- **Set exercise**
Retype each of the records below word for word, keeping every line as it stands.

- **Information shown**
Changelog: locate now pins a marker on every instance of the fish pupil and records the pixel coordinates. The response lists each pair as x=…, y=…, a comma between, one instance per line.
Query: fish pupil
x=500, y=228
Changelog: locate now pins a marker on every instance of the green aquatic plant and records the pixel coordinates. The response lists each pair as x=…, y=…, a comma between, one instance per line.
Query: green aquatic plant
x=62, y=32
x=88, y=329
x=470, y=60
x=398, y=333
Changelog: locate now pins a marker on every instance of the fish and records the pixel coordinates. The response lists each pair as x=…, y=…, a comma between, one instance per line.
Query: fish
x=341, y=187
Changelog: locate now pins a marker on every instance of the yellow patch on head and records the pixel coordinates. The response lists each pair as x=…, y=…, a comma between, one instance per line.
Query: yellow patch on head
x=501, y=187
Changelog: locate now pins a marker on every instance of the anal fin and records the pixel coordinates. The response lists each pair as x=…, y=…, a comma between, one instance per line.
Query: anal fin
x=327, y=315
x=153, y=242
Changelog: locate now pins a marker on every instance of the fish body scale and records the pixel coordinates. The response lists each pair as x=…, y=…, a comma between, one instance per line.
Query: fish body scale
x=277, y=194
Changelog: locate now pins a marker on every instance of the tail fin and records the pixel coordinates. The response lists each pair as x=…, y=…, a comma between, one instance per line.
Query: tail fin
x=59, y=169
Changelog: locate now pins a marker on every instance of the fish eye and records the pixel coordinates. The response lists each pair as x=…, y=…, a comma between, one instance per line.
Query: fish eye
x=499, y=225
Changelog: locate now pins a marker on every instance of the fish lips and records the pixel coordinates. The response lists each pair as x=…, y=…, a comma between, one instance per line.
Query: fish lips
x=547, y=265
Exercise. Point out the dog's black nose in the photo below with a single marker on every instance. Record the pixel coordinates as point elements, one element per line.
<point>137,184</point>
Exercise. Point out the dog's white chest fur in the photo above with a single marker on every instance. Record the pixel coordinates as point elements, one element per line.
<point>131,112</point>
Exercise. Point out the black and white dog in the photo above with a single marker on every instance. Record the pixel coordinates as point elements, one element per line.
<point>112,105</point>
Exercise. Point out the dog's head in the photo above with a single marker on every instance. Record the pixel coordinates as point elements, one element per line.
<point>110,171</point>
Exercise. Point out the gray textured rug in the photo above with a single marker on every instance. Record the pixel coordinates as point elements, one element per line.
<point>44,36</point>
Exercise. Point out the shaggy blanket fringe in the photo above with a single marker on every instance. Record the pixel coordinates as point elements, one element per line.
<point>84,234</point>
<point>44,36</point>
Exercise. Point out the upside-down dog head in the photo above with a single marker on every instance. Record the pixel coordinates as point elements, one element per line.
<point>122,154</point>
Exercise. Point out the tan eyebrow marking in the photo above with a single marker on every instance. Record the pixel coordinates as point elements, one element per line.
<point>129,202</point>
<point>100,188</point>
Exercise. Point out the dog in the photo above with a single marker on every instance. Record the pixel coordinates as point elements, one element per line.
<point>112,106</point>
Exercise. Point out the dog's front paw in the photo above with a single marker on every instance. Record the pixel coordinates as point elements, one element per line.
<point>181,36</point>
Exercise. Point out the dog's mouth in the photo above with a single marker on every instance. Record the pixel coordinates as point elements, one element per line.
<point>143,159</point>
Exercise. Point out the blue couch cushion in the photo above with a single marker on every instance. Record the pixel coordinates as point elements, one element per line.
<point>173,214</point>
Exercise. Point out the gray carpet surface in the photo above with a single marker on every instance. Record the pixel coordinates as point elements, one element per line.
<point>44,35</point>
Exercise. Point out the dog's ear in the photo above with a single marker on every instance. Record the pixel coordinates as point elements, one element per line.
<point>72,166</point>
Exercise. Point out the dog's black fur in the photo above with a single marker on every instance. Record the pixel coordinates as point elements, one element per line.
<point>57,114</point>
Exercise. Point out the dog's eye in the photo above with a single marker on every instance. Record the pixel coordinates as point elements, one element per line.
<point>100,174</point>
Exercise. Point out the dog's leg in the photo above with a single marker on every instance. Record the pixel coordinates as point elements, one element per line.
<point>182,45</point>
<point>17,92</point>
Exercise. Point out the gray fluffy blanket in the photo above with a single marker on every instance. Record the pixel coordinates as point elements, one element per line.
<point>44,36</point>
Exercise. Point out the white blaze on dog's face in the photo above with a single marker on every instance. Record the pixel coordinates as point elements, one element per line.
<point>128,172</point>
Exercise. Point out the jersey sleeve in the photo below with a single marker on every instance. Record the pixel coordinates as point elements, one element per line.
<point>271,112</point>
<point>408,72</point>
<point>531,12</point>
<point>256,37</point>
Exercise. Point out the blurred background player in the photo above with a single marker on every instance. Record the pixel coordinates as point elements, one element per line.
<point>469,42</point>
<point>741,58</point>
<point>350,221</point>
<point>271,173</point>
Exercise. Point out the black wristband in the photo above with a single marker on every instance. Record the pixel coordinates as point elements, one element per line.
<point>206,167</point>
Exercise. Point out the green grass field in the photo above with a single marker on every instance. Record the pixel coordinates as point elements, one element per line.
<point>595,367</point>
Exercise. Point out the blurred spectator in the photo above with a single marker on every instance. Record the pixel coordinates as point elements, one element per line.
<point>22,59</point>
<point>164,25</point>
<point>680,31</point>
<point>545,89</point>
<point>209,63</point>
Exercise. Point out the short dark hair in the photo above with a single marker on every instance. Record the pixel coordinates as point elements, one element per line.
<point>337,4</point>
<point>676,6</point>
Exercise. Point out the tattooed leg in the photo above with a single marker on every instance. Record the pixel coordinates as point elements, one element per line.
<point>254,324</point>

- **Complete output**
Changelog: locate now pins a marker on every instance of the fish pupil and records the pixel coordinates. The response lists each pair as x=…, y=…, a comma between, one instance per line.
Query: fish pupil
x=500, y=228
Changelog: locate now pins a marker on every instance of the green aquatic plant and records the pixel coordinates. The response lists each pair as x=…, y=…, a comma between, one instance per line.
Query: green aquatic plant
x=62, y=32
x=88, y=329
x=470, y=60
x=398, y=333
Changelog: locate now pins a marker on every instance of the fish and records the pixel coordinates. The response lists each pair as x=…, y=…, a comma between, one instance per line.
Query: fish
x=341, y=187
Changelog: locate now pins a marker on every instance of the yellow patch on head and records the pixel coordinates. The response lists each pair as x=…, y=…, a comma between, one instance per line.
Query: yellow patch on head
x=501, y=187
Changelog: locate now pins a marker on every instance of the anal fin and records the pixel coordinates. The response lists each pair as x=…, y=…, a comma between, one instance per line.
Query: anal fin
x=327, y=315
x=153, y=242
Changelog: locate now pins a marker on every instance of the fish body scale and records the pixel coordinates. The response lists each pair as x=…, y=…, a comma between, one instance per line.
Query: fish body scale
x=277, y=194
Changelog: locate now pins a marker on every instance of the tail fin and records the pixel coordinates. The response lists each pair as x=…, y=…, a comma between, one instance per line.
Query: tail fin
x=59, y=169
Changelog: locate now pins a marker on every instance of the fish eye and records the pixel coordinates. The response lists each pair as x=…, y=…, a comma between, one instance per line.
Query: fish eye
x=499, y=225
Changelog: locate now pins a marker on every instance of the fish lips and records the pixel coordinates. The response lists each pair as x=…, y=…, a comma between, one instance per line.
Query: fish lips
x=547, y=265
Exercise. Point out the dog's black nose in the photo below with a single marker on every instance. Record the pixel coordinates as point elements, one element per line.
<point>137,184</point>
Exercise. Point out the dog's white chest fur in the photo above with a single marker on every instance. Record the pixel coordinates as point elements, one element per line.
<point>131,112</point>
Exercise. Point out the black and white dog in the photo above with a single marker on every instance. Record the pixel coordinates as point elements, one element per line.
<point>112,105</point>
Exercise. Point out the dog's head in the photo above with a single marker on every instance. Record the pixel coordinates as point elements, one element per line.
<point>110,171</point>
Exercise. Point out the gray textured rug in the photo above with a single marker on every instance. Record the pixel coordinates as point elements, one element per line.
<point>44,36</point>
Exercise. Point out the shaggy blanket fringe in the photo above with a single marker on every instance. Record the pixel coordinates as point elements, one element per line.
<point>84,234</point>
<point>44,36</point>
Exercise. Point out the upside-down dog head in the photo above with a single marker on every instance. Record the pixel coordinates as point elements, one element per line.
<point>122,154</point>
Exercise. Point out the tan eyebrow marking in the photo above with a single marker on every instance. Record the pixel coordinates as point elements, one element per line.
<point>129,202</point>
<point>100,188</point>
Exercise. Point out the dog in the photo above with a single marker on every instance. Record the pixel coordinates as point elements, one element per line.
<point>112,106</point>
Exercise. Point out the dog's front paw in the photo above with a single marker on every instance. Record the pixel coordinates as point elements, one element per line.
<point>181,36</point>
Exercise. Point out the dog's mouth in the photo above with a single marker on every instance. Record the pixel coordinates as point elements, one element per line.
<point>143,159</point>
Exercise. Point out the blue couch cushion in the photo above with a single marker on every instance. Record the pixel coordinates as point elements, one element per line.
<point>173,214</point>
Exercise. Point out the gray carpet surface in the photo above with a single marker on every instance. Record the pixel coordinates as point elements, one element per line.
<point>44,35</point>
Exercise. Point out the dog's ear in the photo above with a single marker on every instance. Record the pixel coordinates as point elements, one element per line.
<point>72,166</point>
Exercise. Point out the dog's black fur in the photo above with a single marker on every instance. Record the pixel coordinates as point elements, one element per line.
<point>57,114</point>
Exercise. Point out the dog's eye in the photo above with a single marker on every instance. Record the pixel coordinates as point elements, one element per line.
<point>100,174</point>
Exercise. Point out the dog's leg in the photo above with a single marker on every instance. Record the pixel coordinates as point elements, one element per line.
<point>182,45</point>
<point>17,92</point>
Exercise. Point out the gray fluffy blanket in the photo above with a single marker on every instance. Record the pixel coordinates as point elements, one element per line.
<point>44,36</point>
Exercise. Point out the white blaze on dog's face in the photo above with a single marker on every instance. Record the pixel coordinates as point elements, one element per line.
<point>128,172</point>
Exercise. Point out the jersey sleeve in the photo below with a single marker on every instance. Record the pixel coordinates as point elements, one element per line.
<point>271,112</point>
<point>408,72</point>
<point>531,12</point>
<point>256,37</point>
Exercise. Point out the blurred background player in the photo above with a single marker on every instance. Record the pixel coordinates as point elements, one element per line.
<point>469,42</point>
<point>741,58</point>
<point>350,221</point>
<point>271,173</point>
Exercise. Point out the black wristband in the photo above with a single marker on every instance. Record the pixel coordinates as point elements, one element per line.
<point>206,167</point>
Exercise. Point out the green grass field in the photo above with a single marker on every instance. Record the pixel coordinates as point elements, one element per line.
<point>595,367</point>
Exercise. Point out the blurred spectator in the photo above with a single marker on every instance. Record the pixel coordinates as point elements, one element per line.
<point>22,59</point>
<point>164,25</point>
<point>680,31</point>
<point>545,89</point>
<point>209,63</point>
Exercise. Point out the short dark hair in the photo above with a single marker on every instance. Record the pixel coordinates as point elements, one element per line.
<point>337,4</point>
<point>676,6</point>
Exercise. Point out the tattooed leg in the photo above with a single marker on every instance. Record the pixel coordinates as point elements, one element per line.
<point>254,324</point>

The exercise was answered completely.